PROVIDED PASSAGE:

Letters

Life on the economic precipice

Poverty is all too often wrongly portrayed as a problem created by workshy people, scroungers happy to live off benefits. You rarely hear about the parents struggling to keep their heads above water in low-paid and insecure jobs, or parents desperate but unable to find work (Breadline Britain: 7m adults just one bill away from disaster, 19 June).

The real challenge in driving down child poverty is a labour market that isn't delivering anywhere near enough decent, well-paid and secure jobs to parents in deprived communities. At present, 58% of children living in poverty are in households where at least one adult works, and the number is rising. Record numbers of parents have to work part-time because there aren't enough full-time jobs. Tax-credit cuts and lack of support for childcare costs barely make financial sense for families bringing home a low income. 

The government can start to tackle this by letting parents keep more of their earnings before benefits are taken away, and give more support towards meeting the extortionate costs of childcare. We have to put an end to the parent poverty trap.

RECORDED INFORMATION:
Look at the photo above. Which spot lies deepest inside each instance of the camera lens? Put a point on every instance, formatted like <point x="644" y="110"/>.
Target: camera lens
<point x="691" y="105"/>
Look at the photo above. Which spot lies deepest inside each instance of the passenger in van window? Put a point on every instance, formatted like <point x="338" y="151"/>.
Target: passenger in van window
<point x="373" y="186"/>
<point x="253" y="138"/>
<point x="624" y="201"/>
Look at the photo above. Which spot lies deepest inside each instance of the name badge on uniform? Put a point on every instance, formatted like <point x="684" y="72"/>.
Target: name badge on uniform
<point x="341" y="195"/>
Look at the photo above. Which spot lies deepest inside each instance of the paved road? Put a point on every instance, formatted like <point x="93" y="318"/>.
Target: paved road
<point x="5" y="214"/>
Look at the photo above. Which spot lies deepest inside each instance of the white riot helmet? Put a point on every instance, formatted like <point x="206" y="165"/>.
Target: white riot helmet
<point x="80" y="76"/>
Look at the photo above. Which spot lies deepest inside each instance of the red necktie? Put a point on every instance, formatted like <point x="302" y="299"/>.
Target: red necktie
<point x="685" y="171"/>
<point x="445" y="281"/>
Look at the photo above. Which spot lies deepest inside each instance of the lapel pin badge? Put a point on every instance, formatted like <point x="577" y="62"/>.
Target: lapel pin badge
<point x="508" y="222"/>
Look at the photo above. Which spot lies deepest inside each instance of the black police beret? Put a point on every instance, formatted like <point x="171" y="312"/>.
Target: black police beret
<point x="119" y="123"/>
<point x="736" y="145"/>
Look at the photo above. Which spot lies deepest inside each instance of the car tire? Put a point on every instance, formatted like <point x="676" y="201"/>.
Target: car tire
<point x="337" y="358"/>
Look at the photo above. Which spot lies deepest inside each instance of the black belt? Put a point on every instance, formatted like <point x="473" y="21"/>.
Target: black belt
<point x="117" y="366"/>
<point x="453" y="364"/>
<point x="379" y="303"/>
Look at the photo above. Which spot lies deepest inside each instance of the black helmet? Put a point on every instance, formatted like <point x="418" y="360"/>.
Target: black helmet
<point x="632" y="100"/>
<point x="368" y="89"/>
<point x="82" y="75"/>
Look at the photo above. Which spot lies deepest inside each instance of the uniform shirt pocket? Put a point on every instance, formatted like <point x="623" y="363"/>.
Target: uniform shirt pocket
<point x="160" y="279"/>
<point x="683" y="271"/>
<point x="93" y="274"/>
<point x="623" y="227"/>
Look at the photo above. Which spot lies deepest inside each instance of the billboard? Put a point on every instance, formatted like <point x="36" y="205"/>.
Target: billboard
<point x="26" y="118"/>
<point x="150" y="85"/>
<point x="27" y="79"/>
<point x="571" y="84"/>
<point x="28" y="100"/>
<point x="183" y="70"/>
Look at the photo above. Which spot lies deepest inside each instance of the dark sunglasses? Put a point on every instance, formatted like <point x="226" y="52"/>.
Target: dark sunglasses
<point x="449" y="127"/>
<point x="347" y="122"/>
* * *
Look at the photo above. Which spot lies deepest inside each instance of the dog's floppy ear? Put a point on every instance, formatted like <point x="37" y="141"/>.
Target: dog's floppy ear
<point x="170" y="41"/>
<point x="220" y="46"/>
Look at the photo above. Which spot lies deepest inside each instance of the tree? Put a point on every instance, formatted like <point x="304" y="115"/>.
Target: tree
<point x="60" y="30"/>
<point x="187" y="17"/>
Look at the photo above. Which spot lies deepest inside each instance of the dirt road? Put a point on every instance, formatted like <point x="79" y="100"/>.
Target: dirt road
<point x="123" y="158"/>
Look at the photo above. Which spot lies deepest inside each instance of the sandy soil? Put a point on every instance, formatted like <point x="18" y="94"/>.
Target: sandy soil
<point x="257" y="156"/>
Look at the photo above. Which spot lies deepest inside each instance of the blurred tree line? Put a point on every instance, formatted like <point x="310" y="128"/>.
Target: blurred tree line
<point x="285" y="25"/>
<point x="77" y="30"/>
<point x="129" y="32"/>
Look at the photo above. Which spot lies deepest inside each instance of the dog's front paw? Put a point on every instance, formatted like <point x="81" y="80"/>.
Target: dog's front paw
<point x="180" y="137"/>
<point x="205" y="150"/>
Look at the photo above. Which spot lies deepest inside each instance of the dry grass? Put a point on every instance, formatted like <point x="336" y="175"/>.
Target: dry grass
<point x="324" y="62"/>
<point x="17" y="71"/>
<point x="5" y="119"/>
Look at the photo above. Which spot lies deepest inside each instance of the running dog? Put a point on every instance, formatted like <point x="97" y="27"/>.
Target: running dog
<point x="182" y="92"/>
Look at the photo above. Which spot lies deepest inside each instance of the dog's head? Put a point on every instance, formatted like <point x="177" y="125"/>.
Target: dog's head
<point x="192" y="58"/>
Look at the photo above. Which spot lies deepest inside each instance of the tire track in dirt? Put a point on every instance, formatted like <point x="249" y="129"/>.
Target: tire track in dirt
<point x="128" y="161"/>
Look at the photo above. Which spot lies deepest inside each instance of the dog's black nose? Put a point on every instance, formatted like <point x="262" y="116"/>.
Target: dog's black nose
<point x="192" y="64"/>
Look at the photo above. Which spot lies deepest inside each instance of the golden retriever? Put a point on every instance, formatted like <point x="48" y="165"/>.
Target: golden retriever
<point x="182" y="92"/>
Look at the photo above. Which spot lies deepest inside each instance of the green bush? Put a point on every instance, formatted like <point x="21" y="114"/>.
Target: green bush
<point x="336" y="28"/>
--
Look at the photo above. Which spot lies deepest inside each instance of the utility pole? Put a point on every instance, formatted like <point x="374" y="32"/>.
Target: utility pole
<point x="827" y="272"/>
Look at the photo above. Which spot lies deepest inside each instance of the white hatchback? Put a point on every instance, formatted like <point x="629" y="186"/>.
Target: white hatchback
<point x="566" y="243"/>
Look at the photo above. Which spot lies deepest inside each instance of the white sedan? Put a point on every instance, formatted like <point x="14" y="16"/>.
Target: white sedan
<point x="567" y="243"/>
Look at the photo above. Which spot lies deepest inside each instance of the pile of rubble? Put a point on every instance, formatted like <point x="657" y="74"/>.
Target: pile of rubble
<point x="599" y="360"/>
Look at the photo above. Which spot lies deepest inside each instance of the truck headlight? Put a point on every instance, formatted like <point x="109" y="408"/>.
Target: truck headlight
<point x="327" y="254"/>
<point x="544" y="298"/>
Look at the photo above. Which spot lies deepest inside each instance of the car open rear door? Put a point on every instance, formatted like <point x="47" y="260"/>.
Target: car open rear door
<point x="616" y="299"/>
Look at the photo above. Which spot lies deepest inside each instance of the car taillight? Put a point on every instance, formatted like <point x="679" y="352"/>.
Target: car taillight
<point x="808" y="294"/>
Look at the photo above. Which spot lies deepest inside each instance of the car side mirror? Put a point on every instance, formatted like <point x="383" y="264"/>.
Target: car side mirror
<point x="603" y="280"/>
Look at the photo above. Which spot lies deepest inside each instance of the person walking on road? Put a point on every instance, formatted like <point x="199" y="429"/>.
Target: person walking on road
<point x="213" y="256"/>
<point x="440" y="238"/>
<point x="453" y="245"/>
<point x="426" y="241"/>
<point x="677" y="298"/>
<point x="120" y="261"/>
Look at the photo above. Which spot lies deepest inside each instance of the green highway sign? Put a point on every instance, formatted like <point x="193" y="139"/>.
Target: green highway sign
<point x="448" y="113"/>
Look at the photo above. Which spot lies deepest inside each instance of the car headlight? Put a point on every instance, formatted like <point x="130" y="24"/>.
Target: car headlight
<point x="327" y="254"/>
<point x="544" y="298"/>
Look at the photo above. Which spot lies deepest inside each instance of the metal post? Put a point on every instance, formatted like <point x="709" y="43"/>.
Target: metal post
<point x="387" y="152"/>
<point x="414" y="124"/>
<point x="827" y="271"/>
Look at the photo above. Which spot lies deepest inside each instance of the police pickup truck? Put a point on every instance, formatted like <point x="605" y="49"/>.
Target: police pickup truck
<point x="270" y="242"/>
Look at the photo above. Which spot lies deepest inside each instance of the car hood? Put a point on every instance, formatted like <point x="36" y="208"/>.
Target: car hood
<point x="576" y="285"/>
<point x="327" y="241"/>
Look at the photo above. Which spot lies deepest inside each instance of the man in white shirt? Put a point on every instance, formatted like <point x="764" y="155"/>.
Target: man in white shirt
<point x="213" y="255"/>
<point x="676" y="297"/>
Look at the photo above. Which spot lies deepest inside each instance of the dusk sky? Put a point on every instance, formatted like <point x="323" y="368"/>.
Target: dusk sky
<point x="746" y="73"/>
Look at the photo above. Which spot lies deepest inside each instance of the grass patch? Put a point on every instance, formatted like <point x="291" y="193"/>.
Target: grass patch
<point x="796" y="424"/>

EXERCISE DESCRIPTION: Continue the letter on working parents and child poverty, picking up after its final sentence about the parent poverty trap.

WRITTEN ANSWER:
Justin Forsyth
Chief executive, Save the Children

• Your coverage of children going hungry within working families makes for depressing reading ('I'm hungry': the cry that tells teachers to look out for poverty, 20 June).

The "bedroom tax" which comes into force in April 2013 and the overall cap on welfare benefits make this the first time since welfare benefits were introduced that it is now government policy not to give families enough money to feed their children. The bedroom tax will hit many working families. Of course, in theory, the government says that families can move to avoid these problems. However, in our housing organisation in south-east Wales we provide homes to 1,700 households who will be affected by the bedroom tax, but there is no accommodation for them to move to.
Duncan Forbes
Chief executive, Bron Afon Community Housing

• Amelia Gentleman's article is powerful evidence of the bad effect of poverty on being able to learn. It is a pity, though, that she didn't mention that in Wales the Labour government is committed to continuing the £8.3m free breakfast scheme launched in 2004, which now has 72% of primary schools in Wales signed up. This didn't prevent the Tory health spokesman in the Welsh assembly last October describing the scheme as "inappropriate" and asking whether it was better for children to have breakfast at home. Tells you all you need to know really.
Graham Price
Llantwit Major, South Glamorgan

• New analysis released by the TUC on Tuesday shows that long-term youth unemployment has risen by a mammoth 874% since 2000. For the rest of the population the increase was 50%.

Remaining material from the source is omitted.